* Supplied passage
Keeper of the Lost Cities
- The logo as used on covers of books in the series
- Keeper of the Lost Cities; Exile; Everblaze; Neverseen; Lodestar; Nightfall; Flashback; Legacy; Unlocked; Stellarlune; Unravelled;
- Author: Shannon Messenger
- Cover artist: Jason Chan
- Country: United States
- Language: English
- Genre: Juvenile fiction
- Publisher: Simon & Schuster
- No. of books: 11
- Website: keeperofthelostcities.com

= Keeper of the Lost Cities =

Series of children's fantasy books

Keeper of the Lost Cities is an upper-middle-grade fantasy series by Shannon Messenger that has appeared on the New York Times Best Seller list for a total of ten weeks.

==Plot summary==
The protagonist of the series, Sophie, is a twelve-year-old elf with telepathy who lives in San Diego, California with a human family.

In the first book, Sophie, while on a school field trip, is tracked down by a teenage elf, Fitz, who reveals that she is an elf. He discusses the reality of their world with Sophie and tells her that she has to move to the Lost Cities—a place unknown to humankind where elves, trolls, ogres, goblins, gnomes and dwarves live in harmony. She is forced to leave her human family behind and stay with an elvin couple, Grady and Edaline, who later adopt her. She starts school at a noble elvin academy named Foxfire.

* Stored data

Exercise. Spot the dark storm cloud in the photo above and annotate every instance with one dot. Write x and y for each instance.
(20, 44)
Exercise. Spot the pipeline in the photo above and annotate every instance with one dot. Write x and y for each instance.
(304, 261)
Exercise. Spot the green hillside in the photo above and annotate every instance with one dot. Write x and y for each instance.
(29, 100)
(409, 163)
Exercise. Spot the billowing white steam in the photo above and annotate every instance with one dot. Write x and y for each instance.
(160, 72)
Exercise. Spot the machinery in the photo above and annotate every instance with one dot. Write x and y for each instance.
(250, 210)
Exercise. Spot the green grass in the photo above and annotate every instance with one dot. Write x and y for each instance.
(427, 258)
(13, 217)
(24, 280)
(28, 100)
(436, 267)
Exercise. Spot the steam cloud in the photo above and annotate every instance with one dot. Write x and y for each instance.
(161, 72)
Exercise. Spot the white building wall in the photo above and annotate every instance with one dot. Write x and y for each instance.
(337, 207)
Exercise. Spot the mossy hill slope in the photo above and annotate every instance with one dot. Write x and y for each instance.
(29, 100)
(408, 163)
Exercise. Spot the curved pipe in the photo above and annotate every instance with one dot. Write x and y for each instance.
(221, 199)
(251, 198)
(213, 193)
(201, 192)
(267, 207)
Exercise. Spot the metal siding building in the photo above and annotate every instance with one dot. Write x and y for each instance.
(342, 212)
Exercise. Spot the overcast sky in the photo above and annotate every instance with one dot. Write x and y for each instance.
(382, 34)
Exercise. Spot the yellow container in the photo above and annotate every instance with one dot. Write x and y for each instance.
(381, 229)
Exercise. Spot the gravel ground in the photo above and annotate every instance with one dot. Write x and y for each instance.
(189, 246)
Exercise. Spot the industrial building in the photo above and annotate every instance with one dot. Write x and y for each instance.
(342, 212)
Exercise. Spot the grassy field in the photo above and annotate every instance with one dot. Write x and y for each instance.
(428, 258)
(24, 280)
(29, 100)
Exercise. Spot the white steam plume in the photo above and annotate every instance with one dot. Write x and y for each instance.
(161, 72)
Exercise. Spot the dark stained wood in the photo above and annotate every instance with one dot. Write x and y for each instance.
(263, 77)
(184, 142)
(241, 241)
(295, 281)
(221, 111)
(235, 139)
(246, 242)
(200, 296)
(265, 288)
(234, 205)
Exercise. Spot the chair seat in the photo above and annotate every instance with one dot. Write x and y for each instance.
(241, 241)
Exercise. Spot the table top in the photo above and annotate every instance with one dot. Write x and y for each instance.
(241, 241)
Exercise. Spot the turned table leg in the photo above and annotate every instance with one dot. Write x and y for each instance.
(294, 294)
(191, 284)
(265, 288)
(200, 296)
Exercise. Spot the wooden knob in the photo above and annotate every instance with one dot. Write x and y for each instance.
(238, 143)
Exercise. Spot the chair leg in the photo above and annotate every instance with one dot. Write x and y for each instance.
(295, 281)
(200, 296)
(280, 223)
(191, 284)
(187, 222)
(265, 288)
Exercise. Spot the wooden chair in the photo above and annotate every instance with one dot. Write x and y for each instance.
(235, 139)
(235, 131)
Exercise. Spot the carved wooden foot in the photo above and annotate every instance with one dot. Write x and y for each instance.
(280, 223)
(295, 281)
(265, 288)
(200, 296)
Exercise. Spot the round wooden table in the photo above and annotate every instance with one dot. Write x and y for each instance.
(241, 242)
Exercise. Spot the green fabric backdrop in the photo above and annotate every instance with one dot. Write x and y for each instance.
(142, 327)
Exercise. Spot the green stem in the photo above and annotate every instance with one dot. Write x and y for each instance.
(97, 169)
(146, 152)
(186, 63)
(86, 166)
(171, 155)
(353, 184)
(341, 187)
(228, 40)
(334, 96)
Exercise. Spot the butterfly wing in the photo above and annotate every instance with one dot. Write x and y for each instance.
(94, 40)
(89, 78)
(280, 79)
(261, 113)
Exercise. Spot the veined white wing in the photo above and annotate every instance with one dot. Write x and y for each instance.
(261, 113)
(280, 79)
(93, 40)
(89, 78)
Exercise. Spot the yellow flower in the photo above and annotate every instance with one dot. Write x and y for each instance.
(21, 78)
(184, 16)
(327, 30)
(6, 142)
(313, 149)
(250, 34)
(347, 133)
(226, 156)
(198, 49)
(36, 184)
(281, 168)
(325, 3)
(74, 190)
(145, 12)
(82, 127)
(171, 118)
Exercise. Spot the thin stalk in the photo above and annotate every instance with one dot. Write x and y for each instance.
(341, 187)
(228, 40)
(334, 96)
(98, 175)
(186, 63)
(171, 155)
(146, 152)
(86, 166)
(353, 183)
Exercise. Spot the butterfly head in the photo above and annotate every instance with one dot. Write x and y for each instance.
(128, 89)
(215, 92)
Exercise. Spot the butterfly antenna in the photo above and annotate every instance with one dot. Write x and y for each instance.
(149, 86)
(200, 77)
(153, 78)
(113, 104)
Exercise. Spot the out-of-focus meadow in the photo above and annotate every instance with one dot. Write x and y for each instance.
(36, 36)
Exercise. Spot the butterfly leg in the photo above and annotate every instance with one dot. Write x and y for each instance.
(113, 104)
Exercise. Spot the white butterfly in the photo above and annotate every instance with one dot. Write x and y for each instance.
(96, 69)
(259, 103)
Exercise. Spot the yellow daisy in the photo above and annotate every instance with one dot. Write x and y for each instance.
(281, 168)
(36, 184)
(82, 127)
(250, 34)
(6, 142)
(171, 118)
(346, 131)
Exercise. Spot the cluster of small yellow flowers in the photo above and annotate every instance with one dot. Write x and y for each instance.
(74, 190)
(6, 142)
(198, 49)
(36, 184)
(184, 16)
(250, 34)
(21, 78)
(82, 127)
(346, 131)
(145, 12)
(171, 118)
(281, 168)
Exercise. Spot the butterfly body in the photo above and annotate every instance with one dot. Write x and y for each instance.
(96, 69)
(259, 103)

* Required work
(a) Reproduce the part of the Keeper of the Lost Cities article that starts at "Keeper of the Lost Cities is" and ends at "academy named Foxfire.".
(b) Using the Keeper of the Lost Cities article, explain in one to three sentences how Sophie comes to live with Grady and Edaline.

* Replies
(a)
Keeper of the Lost Cities is an upper-middle-grade fantasy series by Shannon Messenger that has appeared on the New York Times Best Seller list for a total of ten weeks.

==Plot summary==
The protagonist of the series, Sophie, is a twelve-year-old elf with telepathy who lives in San Diego, California with a human family.

In the first book, Sophie, while on a school field trip, is tracked down by a teenage elf, Fitz, who reveals that she is an elf. He discusses the reality of their world with Sophie and tells her that she has to move to the Lost Cities—a place unknown to humankind where elves, trolls, ogres, goblins, gnomes and dwarves live in harmony. She is forced to leave her human family behind and stay with an elvin couple, Grady and Edaline, who later adopt her. She starts school at a noble elvin academy named Foxfire.

(b) Fitz reveals that Sophie is an elf and tells her she has to move to the Lost Cities, a place unknown to humankind. She is therefore forced to leave her human family behind and stay with the elvin couple Grady and Edaline, who later adopt her.